# START OF Dataset records

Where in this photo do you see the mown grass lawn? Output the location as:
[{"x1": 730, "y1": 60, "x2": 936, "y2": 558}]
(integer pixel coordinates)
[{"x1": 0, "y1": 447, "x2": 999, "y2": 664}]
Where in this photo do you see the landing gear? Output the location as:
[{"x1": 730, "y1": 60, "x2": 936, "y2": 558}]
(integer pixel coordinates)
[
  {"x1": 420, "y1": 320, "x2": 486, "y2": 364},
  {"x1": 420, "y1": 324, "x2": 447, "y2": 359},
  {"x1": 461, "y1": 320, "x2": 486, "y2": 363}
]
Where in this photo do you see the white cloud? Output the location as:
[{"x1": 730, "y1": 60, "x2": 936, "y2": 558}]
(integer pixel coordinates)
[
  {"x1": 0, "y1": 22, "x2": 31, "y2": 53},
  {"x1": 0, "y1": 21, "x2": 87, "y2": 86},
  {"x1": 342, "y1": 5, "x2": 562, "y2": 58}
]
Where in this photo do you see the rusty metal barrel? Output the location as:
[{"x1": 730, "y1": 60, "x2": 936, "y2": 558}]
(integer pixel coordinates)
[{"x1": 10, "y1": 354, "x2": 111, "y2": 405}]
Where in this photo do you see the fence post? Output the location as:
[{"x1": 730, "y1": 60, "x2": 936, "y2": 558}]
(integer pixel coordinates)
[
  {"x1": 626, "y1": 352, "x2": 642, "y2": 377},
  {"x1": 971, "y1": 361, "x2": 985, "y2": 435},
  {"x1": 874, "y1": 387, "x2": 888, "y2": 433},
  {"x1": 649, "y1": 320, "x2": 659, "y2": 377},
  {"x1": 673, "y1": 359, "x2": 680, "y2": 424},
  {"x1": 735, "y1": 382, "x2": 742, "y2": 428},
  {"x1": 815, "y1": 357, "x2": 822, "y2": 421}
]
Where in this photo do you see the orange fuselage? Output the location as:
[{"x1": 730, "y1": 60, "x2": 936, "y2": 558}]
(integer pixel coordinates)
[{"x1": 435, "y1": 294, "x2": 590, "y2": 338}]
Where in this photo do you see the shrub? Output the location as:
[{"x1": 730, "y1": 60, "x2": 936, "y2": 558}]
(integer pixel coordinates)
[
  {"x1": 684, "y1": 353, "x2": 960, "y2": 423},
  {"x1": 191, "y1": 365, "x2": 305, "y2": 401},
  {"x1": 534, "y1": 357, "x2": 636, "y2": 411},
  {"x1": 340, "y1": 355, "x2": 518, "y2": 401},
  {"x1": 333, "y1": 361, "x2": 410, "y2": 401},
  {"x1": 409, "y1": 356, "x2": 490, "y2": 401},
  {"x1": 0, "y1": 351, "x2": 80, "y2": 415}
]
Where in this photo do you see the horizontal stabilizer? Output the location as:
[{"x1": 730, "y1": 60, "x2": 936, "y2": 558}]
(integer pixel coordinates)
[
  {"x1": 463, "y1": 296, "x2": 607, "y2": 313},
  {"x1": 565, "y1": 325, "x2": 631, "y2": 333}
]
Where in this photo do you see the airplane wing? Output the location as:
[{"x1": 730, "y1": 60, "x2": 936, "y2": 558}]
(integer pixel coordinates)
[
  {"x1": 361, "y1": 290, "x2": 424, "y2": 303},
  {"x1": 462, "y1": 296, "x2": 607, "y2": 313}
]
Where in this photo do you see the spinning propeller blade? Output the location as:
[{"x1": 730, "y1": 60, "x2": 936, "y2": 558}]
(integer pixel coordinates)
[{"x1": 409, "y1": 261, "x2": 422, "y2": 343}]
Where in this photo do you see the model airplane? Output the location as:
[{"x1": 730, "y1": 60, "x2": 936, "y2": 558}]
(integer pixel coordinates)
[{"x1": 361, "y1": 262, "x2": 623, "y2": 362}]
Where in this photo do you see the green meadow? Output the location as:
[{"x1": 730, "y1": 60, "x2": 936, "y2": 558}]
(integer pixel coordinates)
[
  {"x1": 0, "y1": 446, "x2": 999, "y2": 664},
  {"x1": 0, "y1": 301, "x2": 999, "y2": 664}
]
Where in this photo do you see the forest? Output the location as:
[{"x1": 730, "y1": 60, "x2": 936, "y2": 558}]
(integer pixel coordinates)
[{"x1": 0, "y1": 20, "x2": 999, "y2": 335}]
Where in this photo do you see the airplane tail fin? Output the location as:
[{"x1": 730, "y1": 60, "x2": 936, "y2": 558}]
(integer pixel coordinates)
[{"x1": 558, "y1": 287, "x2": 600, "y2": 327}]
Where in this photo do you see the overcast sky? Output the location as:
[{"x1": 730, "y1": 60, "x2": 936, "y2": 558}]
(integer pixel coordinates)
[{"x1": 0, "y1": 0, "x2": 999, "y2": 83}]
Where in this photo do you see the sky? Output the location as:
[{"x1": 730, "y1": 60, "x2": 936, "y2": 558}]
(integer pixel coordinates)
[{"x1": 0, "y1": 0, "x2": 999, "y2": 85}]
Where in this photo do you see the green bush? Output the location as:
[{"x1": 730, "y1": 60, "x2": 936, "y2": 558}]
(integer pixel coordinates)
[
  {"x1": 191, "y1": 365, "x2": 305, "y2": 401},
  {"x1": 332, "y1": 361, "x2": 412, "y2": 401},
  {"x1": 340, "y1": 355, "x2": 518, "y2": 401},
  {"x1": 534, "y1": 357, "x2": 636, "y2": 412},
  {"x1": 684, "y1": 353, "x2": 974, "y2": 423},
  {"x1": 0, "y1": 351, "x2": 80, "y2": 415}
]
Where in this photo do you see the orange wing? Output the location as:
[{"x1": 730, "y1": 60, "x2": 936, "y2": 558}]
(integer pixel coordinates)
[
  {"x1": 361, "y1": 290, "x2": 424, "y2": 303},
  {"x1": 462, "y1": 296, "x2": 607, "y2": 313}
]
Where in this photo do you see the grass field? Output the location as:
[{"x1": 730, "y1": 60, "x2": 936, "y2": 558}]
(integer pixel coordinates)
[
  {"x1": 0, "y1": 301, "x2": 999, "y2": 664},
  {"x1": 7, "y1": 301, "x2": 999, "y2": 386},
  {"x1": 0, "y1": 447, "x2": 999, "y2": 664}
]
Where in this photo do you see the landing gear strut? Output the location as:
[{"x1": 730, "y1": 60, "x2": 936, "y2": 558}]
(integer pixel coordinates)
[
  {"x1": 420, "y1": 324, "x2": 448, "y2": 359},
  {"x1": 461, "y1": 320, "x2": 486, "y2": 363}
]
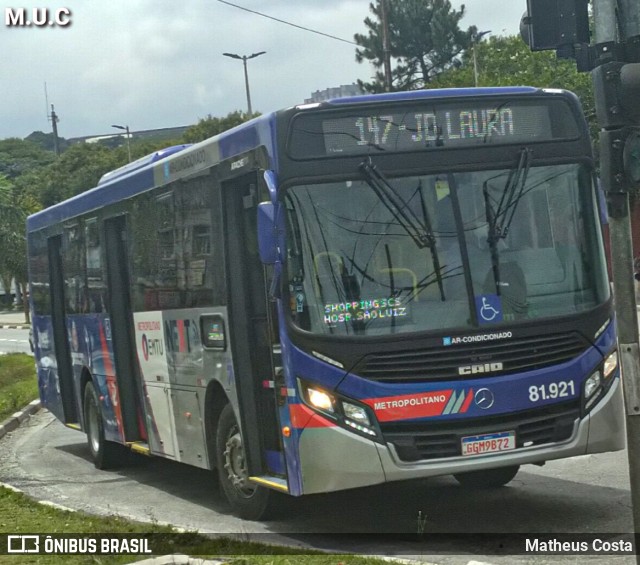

# END OF Dataset records

Reproduce the listing word for word, beginning with the line that contains "Where in this photo do you see the green bush?" and continuing through the end of the listing. Leave the pictures out.

* Result of the exercise:
Where in this photo do you see the green bush? Output the location as:
[{"x1": 730, "y1": 60, "x2": 936, "y2": 558}]
(integer pixel coordinates)
[
  {"x1": 191, "y1": 365, "x2": 305, "y2": 401},
  {"x1": 332, "y1": 361, "x2": 412, "y2": 401},
  {"x1": 340, "y1": 355, "x2": 518, "y2": 401},
  {"x1": 534, "y1": 357, "x2": 636, "y2": 412},
  {"x1": 684, "y1": 353, "x2": 974, "y2": 423},
  {"x1": 0, "y1": 351, "x2": 80, "y2": 415}
]
Where in this photo do you see the orange wing? Output the location as:
[{"x1": 730, "y1": 60, "x2": 936, "y2": 558}]
(integer pixel coordinates)
[
  {"x1": 361, "y1": 290, "x2": 424, "y2": 303},
  {"x1": 462, "y1": 296, "x2": 607, "y2": 313}
]
Where in this photo do you see the grass field? Output the location as:
[{"x1": 730, "y1": 60, "x2": 936, "y2": 558}]
(integer pixel coordinates)
[
  {"x1": 0, "y1": 301, "x2": 999, "y2": 664},
  {"x1": 7, "y1": 301, "x2": 999, "y2": 386},
  {"x1": 0, "y1": 447, "x2": 999, "y2": 664}
]
Where in this photo do you see the landing gear strut? Output the location as:
[{"x1": 730, "y1": 60, "x2": 936, "y2": 558}]
(integer pixel coordinates)
[
  {"x1": 420, "y1": 324, "x2": 448, "y2": 359},
  {"x1": 461, "y1": 320, "x2": 486, "y2": 363}
]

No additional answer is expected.